(Records)
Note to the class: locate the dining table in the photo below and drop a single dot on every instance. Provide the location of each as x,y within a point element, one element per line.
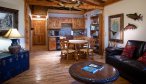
<point>77,43</point>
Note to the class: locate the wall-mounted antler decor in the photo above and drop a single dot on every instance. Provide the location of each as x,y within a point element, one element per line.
<point>135,16</point>
<point>130,26</point>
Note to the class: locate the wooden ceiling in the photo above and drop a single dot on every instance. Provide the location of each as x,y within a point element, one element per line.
<point>74,5</point>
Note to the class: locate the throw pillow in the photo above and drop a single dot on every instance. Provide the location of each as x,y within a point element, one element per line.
<point>142,58</point>
<point>128,51</point>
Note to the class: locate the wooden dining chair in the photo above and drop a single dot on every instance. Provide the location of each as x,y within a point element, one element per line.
<point>65,49</point>
<point>85,48</point>
<point>89,47</point>
<point>92,42</point>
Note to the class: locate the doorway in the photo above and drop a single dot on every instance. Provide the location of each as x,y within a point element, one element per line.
<point>38,35</point>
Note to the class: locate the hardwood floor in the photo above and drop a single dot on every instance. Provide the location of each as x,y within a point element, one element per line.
<point>46,67</point>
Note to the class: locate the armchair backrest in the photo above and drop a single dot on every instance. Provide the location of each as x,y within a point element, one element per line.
<point>139,47</point>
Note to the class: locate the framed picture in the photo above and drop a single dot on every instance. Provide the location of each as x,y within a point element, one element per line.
<point>116,25</point>
<point>8,19</point>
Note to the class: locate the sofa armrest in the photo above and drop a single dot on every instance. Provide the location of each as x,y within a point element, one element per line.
<point>111,51</point>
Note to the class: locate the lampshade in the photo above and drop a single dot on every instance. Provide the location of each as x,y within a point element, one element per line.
<point>13,34</point>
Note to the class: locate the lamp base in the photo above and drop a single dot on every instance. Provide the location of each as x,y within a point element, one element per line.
<point>14,49</point>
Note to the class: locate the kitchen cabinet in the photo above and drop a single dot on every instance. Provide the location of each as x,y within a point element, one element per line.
<point>54,23</point>
<point>52,43</point>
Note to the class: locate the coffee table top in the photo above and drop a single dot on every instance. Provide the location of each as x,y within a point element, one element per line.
<point>107,74</point>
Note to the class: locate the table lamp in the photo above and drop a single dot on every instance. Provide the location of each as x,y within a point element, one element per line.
<point>13,34</point>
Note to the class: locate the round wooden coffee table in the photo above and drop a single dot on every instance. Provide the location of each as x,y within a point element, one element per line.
<point>105,75</point>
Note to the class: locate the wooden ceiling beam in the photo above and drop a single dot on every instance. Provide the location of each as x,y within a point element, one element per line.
<point>42,3</point>
<point>65,11</point>
<point>91,2</point>
<point>55,4</point>
<point>111,2</point>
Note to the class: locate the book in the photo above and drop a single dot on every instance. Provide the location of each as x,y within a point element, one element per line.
<point>92,68</point>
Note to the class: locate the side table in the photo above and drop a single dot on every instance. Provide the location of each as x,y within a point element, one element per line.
<point>113,50</point>
<point>106,75</point>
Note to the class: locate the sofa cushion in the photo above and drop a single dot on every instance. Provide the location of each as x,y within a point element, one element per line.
<point>142,58</point>
<point>128,51</point>
<point>139,48</point>
<point>135,64</point>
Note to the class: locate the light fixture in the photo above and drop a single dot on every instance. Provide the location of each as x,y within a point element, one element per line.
<point>13,34</point>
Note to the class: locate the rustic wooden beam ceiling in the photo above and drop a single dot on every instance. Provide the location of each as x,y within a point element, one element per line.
<point>77,5</point>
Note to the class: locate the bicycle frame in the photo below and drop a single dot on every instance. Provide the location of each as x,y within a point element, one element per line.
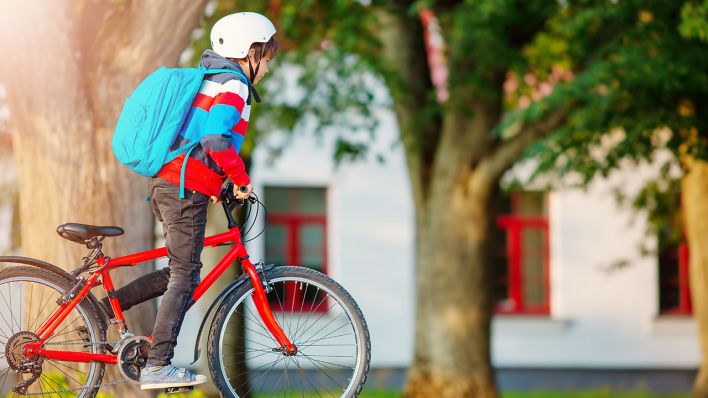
<point>101,276</point>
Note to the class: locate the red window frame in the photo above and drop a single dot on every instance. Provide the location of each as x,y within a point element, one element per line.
<point>293,223</point>
<point>684,307</point>
<point>514,225</point>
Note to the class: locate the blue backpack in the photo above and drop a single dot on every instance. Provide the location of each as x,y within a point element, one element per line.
<point>152,117</point>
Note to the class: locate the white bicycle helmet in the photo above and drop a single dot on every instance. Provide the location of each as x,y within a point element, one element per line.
<point>232,35</point>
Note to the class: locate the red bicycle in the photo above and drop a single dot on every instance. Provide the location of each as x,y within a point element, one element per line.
<point>275,330</point>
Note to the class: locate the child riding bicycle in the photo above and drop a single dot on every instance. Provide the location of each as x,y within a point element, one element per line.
<point>242,42</point>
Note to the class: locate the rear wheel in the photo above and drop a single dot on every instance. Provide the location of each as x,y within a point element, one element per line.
<point>28,297</point>
<point>316,314</point>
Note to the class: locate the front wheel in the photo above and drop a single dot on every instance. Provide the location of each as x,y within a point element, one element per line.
<point>316,314</point>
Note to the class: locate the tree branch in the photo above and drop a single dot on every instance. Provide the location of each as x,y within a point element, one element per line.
<point>494,166</point>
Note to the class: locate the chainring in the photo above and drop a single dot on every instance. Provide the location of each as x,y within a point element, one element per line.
<point>14,348</point>
<point>132,357</point>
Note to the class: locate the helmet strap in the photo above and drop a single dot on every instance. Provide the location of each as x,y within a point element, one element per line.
<point>253,76</point>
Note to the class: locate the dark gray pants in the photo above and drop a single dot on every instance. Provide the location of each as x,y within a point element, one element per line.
<point>183,223</point>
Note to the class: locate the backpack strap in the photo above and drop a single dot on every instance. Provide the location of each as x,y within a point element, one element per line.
<point>251,89</point>
<point>187,149</point>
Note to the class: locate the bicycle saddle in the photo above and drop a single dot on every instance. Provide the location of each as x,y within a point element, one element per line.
<point>80,233</point>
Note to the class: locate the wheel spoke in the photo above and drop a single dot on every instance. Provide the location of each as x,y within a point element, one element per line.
<point>78,327</point>
<point>326,333</point>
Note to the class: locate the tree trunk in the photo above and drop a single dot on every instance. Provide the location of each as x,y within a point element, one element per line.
<point>694,191</point>
<point>68,67</point>
<point>453,310</point>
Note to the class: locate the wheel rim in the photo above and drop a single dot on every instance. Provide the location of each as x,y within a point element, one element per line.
<point>329,358</point>
<point>25,303</point>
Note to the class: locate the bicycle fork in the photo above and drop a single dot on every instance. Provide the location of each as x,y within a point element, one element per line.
<point>238,252</point>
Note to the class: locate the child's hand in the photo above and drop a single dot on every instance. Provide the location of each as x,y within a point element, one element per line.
<point>243,194</point>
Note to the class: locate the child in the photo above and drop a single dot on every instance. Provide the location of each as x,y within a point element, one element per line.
<point>243,42</point>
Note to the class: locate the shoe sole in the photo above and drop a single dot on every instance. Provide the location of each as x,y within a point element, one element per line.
<point>155,386</point>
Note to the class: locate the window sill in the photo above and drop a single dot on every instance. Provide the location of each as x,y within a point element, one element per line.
<point>674,325</point>
<point>529,325</point>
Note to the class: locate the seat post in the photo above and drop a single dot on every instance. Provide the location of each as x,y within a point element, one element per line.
<point>95,245</point>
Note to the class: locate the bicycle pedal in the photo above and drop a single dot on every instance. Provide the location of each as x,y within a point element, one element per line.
<point>175,390</point>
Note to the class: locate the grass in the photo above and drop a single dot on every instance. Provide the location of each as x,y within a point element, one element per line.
<point>535,394</point>
<point>590,394</point>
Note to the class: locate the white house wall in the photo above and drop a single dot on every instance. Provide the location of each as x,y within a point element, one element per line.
<point>369,229</point>
<point>601,318</point>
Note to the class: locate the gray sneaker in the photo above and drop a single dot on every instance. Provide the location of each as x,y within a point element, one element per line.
<point>152,377</point>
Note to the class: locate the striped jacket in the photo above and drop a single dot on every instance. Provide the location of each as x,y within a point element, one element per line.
<point>221,109</point>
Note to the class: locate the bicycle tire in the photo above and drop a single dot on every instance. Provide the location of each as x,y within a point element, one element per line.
<point>239,300</point>
<point>31,279</point>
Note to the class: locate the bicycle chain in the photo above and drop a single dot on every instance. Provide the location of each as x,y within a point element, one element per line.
<point>70,390</point>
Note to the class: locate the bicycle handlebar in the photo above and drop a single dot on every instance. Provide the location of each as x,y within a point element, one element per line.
<point>229,201</point>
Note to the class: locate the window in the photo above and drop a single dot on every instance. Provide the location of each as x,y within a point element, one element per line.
<point>674,291</point>
<point>296,235</point>
<point>520,254</point>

* **Problem details**: Quote the rows above word for word, from the start of the rows through the line containing "<point>130,26</point>", and leave out the pictures.

* **Task output**:
Note to the class: locate the dining table in the photo below and drop a single dot on every instance. Provide the location of each as x,y within a point element, one element per line.
<point>77,43</point>
Note to the class: locate the wall-mounted antler decor in the photo above and drop a single dot on every instance. Provide the location of each as x,y within a point element, one element per line.
<point>135,16</point>
<point>130,26</point>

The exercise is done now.